Problem to solve:
From the first line to the last, restate the records word for word, skipping the pictures.

Data for review:
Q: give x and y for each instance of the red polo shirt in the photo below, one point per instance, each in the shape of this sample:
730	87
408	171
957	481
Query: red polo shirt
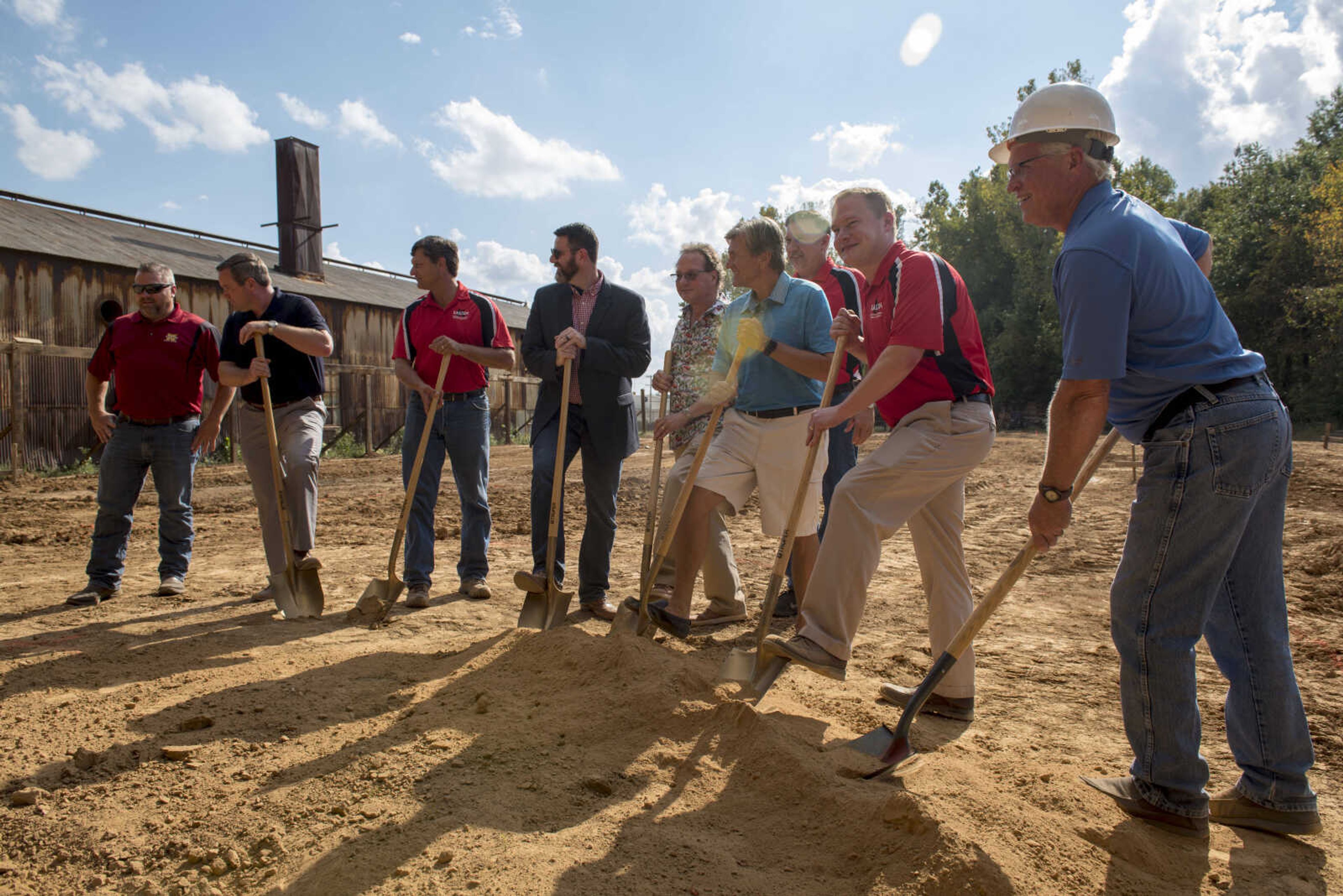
844	289
919	300
159	365
461	322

Exercise response:
Q: give x and y for each instance of the red polo shirt in the photo below, one point per instance, each in the shape of this sample:
730	87
408	171
957	481
Query: red polo shirt
844	289
919	300
159	365
461	322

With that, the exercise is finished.